* [Extracted entries]
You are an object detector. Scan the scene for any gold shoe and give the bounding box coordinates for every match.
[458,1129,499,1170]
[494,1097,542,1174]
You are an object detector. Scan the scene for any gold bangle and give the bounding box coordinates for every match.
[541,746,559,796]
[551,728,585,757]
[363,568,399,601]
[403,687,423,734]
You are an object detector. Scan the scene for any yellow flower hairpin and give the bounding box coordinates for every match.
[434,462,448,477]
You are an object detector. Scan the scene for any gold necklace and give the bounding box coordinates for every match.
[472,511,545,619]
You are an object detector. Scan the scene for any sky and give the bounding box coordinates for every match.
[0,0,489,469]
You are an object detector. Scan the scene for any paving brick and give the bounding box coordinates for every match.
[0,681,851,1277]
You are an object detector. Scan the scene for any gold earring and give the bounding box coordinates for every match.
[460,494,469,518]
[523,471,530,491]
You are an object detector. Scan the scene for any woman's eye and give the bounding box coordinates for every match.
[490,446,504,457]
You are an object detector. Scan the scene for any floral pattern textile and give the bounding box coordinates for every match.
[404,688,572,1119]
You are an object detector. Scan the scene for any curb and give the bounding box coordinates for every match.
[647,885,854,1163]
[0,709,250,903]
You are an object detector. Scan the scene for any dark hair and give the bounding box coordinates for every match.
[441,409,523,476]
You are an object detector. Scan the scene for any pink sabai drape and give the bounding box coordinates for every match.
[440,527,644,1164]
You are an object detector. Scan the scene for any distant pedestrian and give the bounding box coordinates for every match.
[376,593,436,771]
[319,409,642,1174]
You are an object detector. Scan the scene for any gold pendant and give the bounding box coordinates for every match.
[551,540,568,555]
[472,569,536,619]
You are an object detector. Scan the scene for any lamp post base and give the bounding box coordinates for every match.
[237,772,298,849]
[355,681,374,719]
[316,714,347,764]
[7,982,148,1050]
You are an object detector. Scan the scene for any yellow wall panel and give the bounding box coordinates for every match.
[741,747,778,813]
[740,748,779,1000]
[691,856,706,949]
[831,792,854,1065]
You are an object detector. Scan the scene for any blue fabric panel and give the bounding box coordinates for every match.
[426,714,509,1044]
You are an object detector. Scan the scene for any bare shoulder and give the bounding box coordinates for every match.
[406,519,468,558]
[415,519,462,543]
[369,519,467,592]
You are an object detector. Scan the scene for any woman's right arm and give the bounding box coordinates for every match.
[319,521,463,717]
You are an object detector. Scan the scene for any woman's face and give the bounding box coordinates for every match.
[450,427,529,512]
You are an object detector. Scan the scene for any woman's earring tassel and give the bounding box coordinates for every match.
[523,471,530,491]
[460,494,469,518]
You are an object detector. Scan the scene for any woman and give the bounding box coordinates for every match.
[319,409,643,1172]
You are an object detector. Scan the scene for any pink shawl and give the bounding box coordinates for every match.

* [Work task]
From the listing above, extract every line exactly as it stands.

* [Result of this exercise]
You are an object detector. Scan the scene for any gold shoe and give the bounding box coordinates for every match.
[458,1129,499,1170]
[494,1097,542,1174]
You are an object detector. Scan the scene for any gold bangle and give the bounding box coordinates for every match.
[541,746,559,796]
[551,728,585,757]
[363,568,399,601]
[403,687,423,734]
You are an object detector. Scan the scene for any yellow flower hairpin and give the bounding box coordinates for every match.
[434,462,448,477]
You are an object detector. Scan the scene for any gold necklace and give the bounding box coordinates for every match.
[472,511,545,619]
You are an object detector. Scan the scene for any sky and give the bounding box coordinates for every match.
[0,0,489,469]
You are an object detector. Scan the scene for any paving brick and give the bounding box coordinates for every match.
[0,681,851,1277]
You are an object detector. Scan the scene for any gold earring and give the bounding box coordinates for every match.
[460,494,469,518]
[523,471,530,491]
You are an object detector. Scan the scene for any woman's eye and give the bounding box coordinates for every match.
[490,446,504,457]
You are an object detector. Scan the scene for any floral pattern textile and give the bounding box coordinates for every match.
[404,688,572,1119]
You are an object detector. Scan the scene for any curb and give the bounding box coordinates for every match.
[647,885,854,1163]
[0,709,250,903]
You are an object detector. Scan the scene for any dark hair and give the bounding box coordinates for every match.
[441,409,523,476]
You are an object detector. Scan the scene for any pink sabai drape and give the bounding box coordinates for every match.
[440,527,644,1164]
You are an object detector. Scan the scene for any distant pedestrian and give the bounding box coordinates for every match.
[376,593,436,771]
[319,409,642,1174]
You are an object detector. Scan the scene for any gold pendant and give the bounding box coordinates for every match.
[551,540,568,555]
[472,569,536,619]
You are an object detector. Scan the scene for any lamp post base and give the bounding box coordinates for every match.
[237,772,298,849]
[355,681,374,719]
[316,714,347,764]
[7,982,148,1050]
You are an object detector. Scan the scene for any yellow wall panel and give the bounding box coordinates for every match.
[741,747,778,813]
[740,748,779,1000]
[691,856,706,949]
[831,792,854,1065]
You are an object detector. Scan the scene for any blue fabric panel and give the bounding box coordinates for every match.
[426,714,509,1044]
You are an object detector. Scan the scene for any bare shoulder and give the bounding box coordinates for every match.
[406,519,468,558]
[415,519,462,543]
[369,519,467,592]
You are an object detector. Scan the scene for any woman's right arm and give the bounding box coordinates for every match.
[319,521,463,717]
You are an object detector. Scan the scene for any woman's face and give the bounding box coordinates for every match.
[450,427,529,512]
You are an object detector. Scan the scene for any woman's earring tassel and give the bounding box coordinates for every match.
[523,471,530,491]
[460,494,469,518]
You are an object detector. Scan the scene for any woman and give the bounding box coordinates for every match.
[319,409,643,1172]
You are an object detector. Scan the scene for any pink shawl and give the bounding box coordinates for every match.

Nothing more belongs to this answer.